---------- 対象テキスト ----------

「きょうだい型人間学」の専門家に訊く、きょうだい・ひとりっ子……生まれ順によるキャラの違いをどう伸ばす?

きょうだいの有無や生まれ順によって、子どもの性格や育ち方にはどんな違いがあるのでしょうか。さまざまな調査結果や心理学的な考え方に基づき、生まれ順による性格などの傾向を研究する「きょうだい型人間学」の専門家に聞きました。

きょうだいの有無や生まれ順は性格に影響する要素のひとつ

子どもの性格は、「生まれつきの気質」と「親の接し方」の相互作用によって形づくられると考えられています。このうち、「親の接し方」に大きく影響するのが、きょうだいの有無や生まれ順です。

1人目の子は妊娠中から「何かあったら大変!」という緊張感の中で育てられることが多いのに対して、2人目以降の子育てはよい意味で“いい加減”になりやすく、そのような違いが子どもの性格にも影響を及ぼします。また、「しっかりした子に育ってほしい」という社会的な期待をかけられやすい1人目は、勤勉で高学歴になる傾向が見られます。

子どもは変わりゆく存在なので決めつけはNG

下記で紹介するように、これまでの研究により「一番っ子」「間っ子」「末っ子」「ひとりっ子」といった「きょうだい型」ごとに共通して見られる性格の傾向があることが明らかになっています。

ただし、性格に影響を与える要素にはさまざまなものがあり、これらの傾向は絶対的なものではありません。子どもは成長とともに変わりゆく存在であり、成長する中でその子ならではの個性が強く表れることもあり得ます。

「きょうだい型」は性格を決めつけるものではないので、「うちの子らしさ」を知る手がかりのひとつと考えましょう。

生まれ順によって親の育て方にも違いが生じる

ここに示したものは一般的によく見られる傾向であり、子どもの気質には個人差があるため、形成される性格も一人ひとり異なります。

1人目

何もかもが初めてで、緊張感の中での子育てになりがち。

子どもはしっかりした慎重なタイプに育ちやすい。

2人目以降

1人目の経験があるので、余裕をもって子育てできる。

子どもは楽観的にのびのびと育ちやすい。

「きょうだい型」によるきょうだい・ひとりっ子 性格の特徴と育て方のポイント

きょうだいの中で一番年上の「一番っ子」、上と下にきょうだいがいる「間っ子」、一番年下の「末っ子」、きょうだいのいない「ひとりっ子」のそれぞれについて、基本的な性格の傾向と育て方のポイントを見ていきましょう。

一番っ子

親の期待を感じ取って「しっかり者」になりやすい

初めての子として親や周囲の期待を一身に背負って育つ「一番っ子」は、その期待に沿えるように慎重に行動することが多く、「しっかり者」になりやすいのが特徴。

成績もよく、高学歴を得やすい傾向にあり、医師や弁護士など社会的評価の高い職業に就くことも少なくありません。

【育児ポイント】

「よくやっているね」とがんばりをほめて

「しっかりした子に育ってほしい」という周囲の期待を敏感に感じ取る「一番っ子」は、期待に応えようと一生懸命になっていることが多いので、「よくやっているね」とがんばりをほめることが大切です。

---------- 提供データ ----------

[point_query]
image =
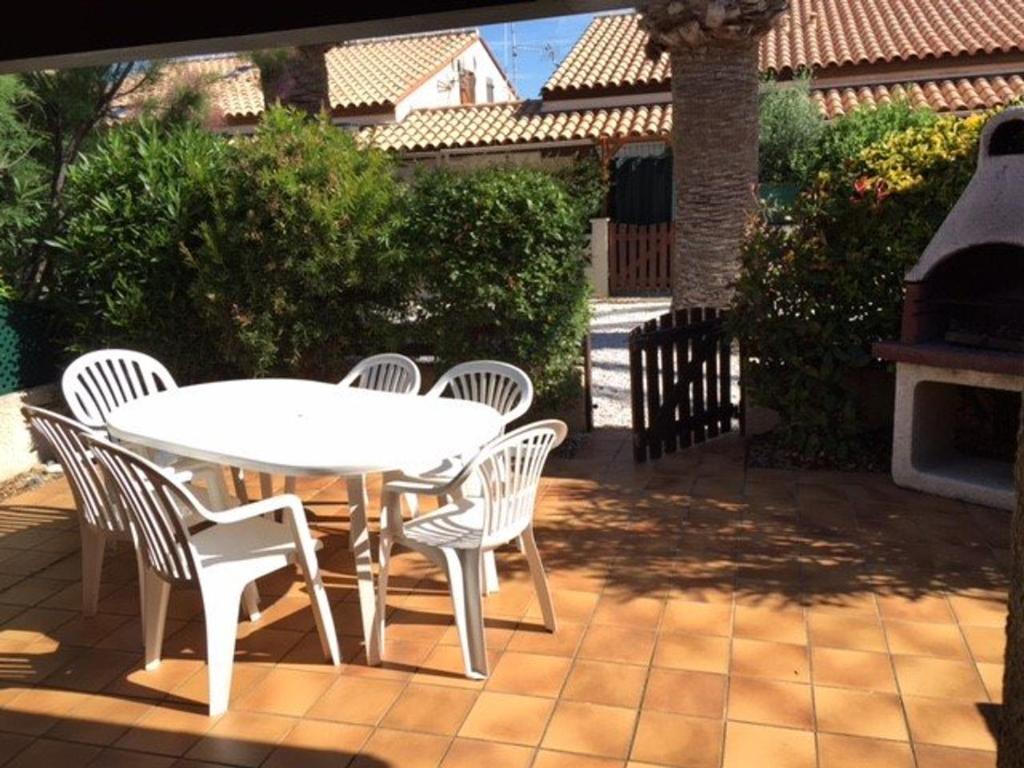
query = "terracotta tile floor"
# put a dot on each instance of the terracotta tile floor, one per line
(710, 616)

----------

■ **作業内容**:
1 > 生まれ順と性格に関する記事によると、子どもの性格は何と何の相互作用によって形づくられると考えられていますか。
2 > 生まれ順と性格に関する記事を、最後の文の直後から書き継いでください。

■ **課題別回答**:
1 > 「生まれつきの気質」と「親の接し方」の相互作用です。

2 >
少しくらい親の期待から外れるような行動をとっても柔軟に受け止めるようにすると、「一番っ子」はのびのびと成長できます。親自身も初めての子育てで力が入りすぎていないかを冷静に見つめ直し、時には肩の力を抜きましょう。

間っ子

バランス感覚があるが周囲に気をつかいがち

きょうだいの中での自分の立ち位置を意識しながら育つ「間っ子」は、人間関係において優れたバランス感覚を身につけます。

きょうだい間のバランスを取るために調和を重視する穏やかな性格に育つことが多く、接客業など人と接する仕事に就くことも苦にならないタイプです。

【育児ポイント】

我慢させすぎずに本音を言える場をつくる

「間っ子」は人当たりがよいので、親は「この子なら大丈夫だろう」という安心感から、つい目を離してしまいがちです。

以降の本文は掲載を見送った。